**TASK BRIEF:** Locate the line containing "door window, as pixel coordinates.", then please write out that line and all the lines below it in the entries exactly.

--- Start RECORDS PROVIDED ---

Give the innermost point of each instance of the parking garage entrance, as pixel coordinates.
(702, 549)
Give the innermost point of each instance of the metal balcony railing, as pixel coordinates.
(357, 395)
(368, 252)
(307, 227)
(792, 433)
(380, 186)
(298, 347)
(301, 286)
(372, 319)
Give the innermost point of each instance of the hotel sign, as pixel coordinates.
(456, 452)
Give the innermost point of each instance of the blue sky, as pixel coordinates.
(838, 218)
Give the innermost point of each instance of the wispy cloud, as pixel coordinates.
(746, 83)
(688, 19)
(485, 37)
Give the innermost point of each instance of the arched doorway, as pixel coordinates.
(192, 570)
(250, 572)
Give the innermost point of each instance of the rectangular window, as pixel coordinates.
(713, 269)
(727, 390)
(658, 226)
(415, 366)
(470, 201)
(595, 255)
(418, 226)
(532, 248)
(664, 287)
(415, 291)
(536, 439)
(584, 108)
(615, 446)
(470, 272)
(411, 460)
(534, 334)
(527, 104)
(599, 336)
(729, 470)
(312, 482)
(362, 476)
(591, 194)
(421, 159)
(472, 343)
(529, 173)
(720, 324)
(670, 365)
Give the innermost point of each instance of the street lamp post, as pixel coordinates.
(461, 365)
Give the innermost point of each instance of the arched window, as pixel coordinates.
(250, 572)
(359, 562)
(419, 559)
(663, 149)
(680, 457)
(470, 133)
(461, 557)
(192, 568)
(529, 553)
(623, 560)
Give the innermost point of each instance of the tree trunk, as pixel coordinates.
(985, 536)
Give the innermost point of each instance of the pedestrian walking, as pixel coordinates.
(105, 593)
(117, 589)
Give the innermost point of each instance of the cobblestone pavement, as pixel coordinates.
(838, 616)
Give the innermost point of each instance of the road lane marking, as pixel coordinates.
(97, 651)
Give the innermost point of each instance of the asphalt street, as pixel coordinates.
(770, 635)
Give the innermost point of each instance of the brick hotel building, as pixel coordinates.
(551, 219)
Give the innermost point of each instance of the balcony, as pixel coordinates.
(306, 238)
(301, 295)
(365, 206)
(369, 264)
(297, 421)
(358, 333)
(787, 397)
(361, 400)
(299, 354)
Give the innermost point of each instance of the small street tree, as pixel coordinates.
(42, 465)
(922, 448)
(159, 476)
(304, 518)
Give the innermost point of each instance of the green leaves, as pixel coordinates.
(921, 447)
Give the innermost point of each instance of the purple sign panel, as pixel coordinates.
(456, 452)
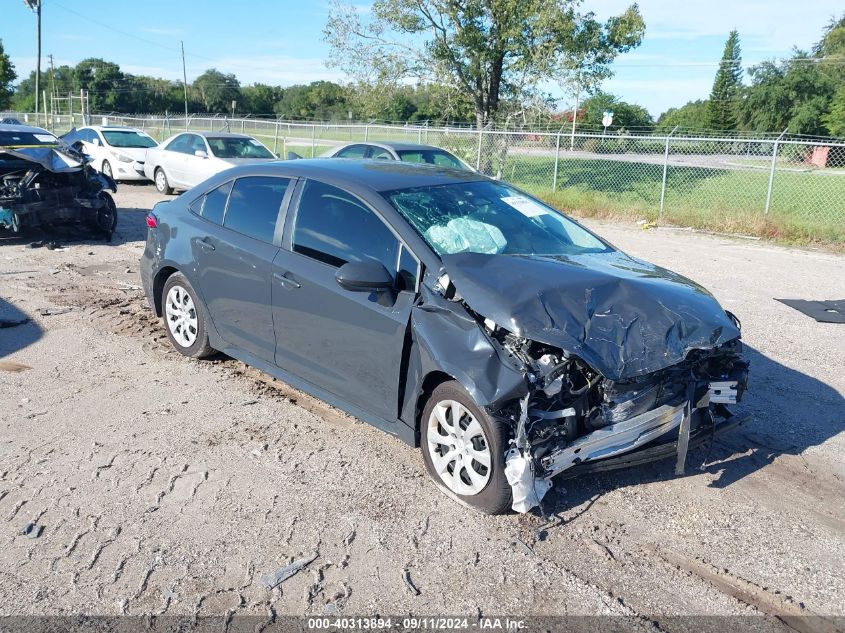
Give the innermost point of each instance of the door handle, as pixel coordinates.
(287, 281)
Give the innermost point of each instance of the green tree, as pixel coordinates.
(497, 53)
(7, 76)
(259, 99)
(721, 107)
(216, 90)
(625, 115)
(104, 82)
(690, 116)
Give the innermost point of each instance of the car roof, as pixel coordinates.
(376, 175)
(399, 147)
(8, 127)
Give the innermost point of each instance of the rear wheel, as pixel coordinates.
(162, 186)
(464, 450)
(184, 318)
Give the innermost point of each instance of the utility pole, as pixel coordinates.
(575, 111)
(184, 82)
(35, 6)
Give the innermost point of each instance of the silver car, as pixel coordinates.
(407, 152)
(187, 159)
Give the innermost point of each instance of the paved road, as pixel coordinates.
(165, 485)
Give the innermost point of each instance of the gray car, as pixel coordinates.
(407, 152)
(186, 159)
(454, 311)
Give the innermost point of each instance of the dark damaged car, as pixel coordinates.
(507, 341)
(44, 182)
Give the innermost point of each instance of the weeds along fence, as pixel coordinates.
(774, 185)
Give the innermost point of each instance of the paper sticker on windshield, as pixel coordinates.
(525, 206)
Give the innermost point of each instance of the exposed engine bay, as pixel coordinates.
(44, 183)
(573, 416)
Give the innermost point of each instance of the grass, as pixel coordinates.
(806, 208)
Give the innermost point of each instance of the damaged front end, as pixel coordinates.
(664, 362)
(572, 415)
(45, 183)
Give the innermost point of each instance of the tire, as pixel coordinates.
(160, 179)
(106, 220)
(480, 439)
(184, 318)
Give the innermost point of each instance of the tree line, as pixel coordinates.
(804, 93)
(484, 66)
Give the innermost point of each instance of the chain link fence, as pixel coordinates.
(731, 183)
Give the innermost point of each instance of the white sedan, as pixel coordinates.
(118, 152)
(187, 159)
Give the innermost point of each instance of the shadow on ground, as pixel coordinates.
(791, 413)
(16, 337)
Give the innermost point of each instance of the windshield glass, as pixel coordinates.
(26, 139)
(491, 218)
(430, 157)
(237, 147)
(128, 138)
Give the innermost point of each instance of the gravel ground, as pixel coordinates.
(165, 485)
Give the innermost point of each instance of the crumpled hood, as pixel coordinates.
(622, 316)
(52, 159)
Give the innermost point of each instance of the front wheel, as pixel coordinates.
(184, 318)
(464, 450)
(162, 186)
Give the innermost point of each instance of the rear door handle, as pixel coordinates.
(287, 281)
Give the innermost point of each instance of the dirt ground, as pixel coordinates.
(164, 485)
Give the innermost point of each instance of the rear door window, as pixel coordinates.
(212, 206)
(334, 227)
(254, 205)
(355, 151)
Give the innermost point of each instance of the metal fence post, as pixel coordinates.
(478, 156)
(665, 171)
(557, 160)
(772, 171)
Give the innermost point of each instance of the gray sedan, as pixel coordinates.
(407, 152)
(188, 158)
(454, 311)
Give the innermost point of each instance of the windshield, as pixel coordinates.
(491, 218)
(128, 138)
(237, 147)
(26, 139)
(430, 157)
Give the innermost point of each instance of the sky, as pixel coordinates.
(280, 42)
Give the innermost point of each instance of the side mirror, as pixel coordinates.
(366, 276)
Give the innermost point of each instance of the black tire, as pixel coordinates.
(200, 348)
(496, 496)
(105, 221)
(161, 182)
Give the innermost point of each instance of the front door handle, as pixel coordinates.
(287, 281)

--- End RECORDS PROVIDED ---

**ANSWER FOR THE TASK:**
Give the innermost point of each instance of the rear door window, as pixel coordinates.
(212, 206)
(334, 227)
(254, 205)
(355, 151)
Give the innermost point of each instance of the metal fence post, as pixel coordinates.
(478, 156)
(665, 171)
(557, 160)
(772, 171)
Give the innermost point of each instance of the gray sedan, as pixel coordinates.
(407, 152)
(188, 158)
(454, 311)
Give the innermost point of each instance of the windshield, as pixel coordinates.
(491, 218)
(128, 138)
(237, 147)
(26, 139)
(430, 157)
Give the innermost point of each instance of the sky, as pixel coordinates.
(280, 42)
Give the innermost point of each instance of the side mirror, as pixel coordinates.
(366, 276)
Give the innermost point of each instance of the black tire, as pixel coordinates.
(200, 348)
(496, 496)
(105, 221)
(161, 182)
Give the innermost point of each instance of the front door handle, as pixel coordinates.
(287, 281)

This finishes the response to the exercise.